Por Allyne Fiorentino
“Então ela declarou-lhe que não tivesse medo de nada. Nada aconteceria...”
A cartomante - Machado de Assis.
Embora eu acredite que os fenômenos naturais sejam por si só especialmente divinos, às vezes, é impossível não se deixar levar pelas nossas próprias tessituras mentais em busca de uma unidade que nos escapa pela fluidez. Essas explicações bárbaras me pegaram de surpresa ontem à noite e, desde então, estou travando essa luta interna com meu próprio vislumbre.
Mas antes que eu resolva
me embrenhar nesse embate nada original, me acompanhem nessa trajetória: há 800
anos, portanto em 1220, ano em que apareceu no céu uma estrela descomunalmente
grande, a igreja católica canonizava São Bento de Núrsia, monge que
praticamente fundou nossa organização social e política cristã. Seu projeto
civilizatório resgata os valores cristãos que estavam “esquecidos”. O monge (leia-se
a sociedade) deveria ser “não soberbo, não violento, não comilão, não
dorminhoco, não preguiçoso, não detrator, não murmurador". Fosse Bento
mais bárbaro ou mais observador, ele teria vaticinado que sua tentativa
civilizatória falharia miseravelmente. Um dos milagres que fez de Bento um
santo foi não beber uma taça de vinho envenenada (pasmem!) por seus próprios
companheiros de monastério.

__O QUE FAZER__
De acordo com o trecho do texto, qual milagre fez de Bento um santo?

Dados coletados
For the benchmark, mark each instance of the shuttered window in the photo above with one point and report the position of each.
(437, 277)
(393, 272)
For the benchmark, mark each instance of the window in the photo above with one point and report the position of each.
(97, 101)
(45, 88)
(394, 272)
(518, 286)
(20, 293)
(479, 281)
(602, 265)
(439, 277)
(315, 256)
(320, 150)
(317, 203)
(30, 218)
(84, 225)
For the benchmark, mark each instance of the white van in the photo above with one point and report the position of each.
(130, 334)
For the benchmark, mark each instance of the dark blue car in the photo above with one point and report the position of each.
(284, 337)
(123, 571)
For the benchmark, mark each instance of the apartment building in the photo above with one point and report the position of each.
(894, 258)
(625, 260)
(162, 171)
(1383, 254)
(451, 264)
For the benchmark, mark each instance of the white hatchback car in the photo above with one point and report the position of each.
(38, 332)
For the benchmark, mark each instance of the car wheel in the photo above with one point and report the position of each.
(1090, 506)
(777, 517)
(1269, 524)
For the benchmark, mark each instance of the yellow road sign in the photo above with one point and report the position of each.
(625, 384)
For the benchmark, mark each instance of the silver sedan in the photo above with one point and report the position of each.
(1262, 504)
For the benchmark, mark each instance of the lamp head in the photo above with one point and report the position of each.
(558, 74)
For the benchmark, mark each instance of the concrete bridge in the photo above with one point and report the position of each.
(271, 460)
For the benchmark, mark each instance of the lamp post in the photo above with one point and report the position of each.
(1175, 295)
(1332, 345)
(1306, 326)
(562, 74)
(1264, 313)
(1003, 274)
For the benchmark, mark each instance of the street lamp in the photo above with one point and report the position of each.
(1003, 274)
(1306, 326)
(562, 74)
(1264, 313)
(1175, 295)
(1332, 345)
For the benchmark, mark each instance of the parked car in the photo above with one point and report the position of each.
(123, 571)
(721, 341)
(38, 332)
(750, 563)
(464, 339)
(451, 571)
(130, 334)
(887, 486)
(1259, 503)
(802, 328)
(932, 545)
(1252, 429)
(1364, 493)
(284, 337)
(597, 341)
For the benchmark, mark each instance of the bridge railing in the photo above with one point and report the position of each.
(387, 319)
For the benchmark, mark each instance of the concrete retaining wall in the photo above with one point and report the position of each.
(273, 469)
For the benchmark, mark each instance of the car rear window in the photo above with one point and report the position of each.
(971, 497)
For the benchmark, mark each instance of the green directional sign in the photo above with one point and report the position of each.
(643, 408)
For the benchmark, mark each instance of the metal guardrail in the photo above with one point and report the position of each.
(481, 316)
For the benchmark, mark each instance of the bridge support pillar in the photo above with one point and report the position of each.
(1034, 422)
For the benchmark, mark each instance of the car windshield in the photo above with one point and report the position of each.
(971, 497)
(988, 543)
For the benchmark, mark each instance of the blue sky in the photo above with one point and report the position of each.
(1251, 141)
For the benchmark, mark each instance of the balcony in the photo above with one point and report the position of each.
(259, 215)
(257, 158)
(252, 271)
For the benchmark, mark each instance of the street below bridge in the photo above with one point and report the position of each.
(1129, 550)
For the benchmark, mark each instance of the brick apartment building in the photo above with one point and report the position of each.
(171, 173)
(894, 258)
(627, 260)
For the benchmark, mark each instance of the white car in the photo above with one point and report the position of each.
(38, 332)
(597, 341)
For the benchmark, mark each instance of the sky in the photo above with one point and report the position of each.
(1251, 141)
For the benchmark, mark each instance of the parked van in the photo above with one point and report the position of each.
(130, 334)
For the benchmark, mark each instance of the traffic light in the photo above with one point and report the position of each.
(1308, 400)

__RESPOSTA DA TAREFA__
Não beber uma taça de vinho envenenada por seus próprios companheiros de monastério.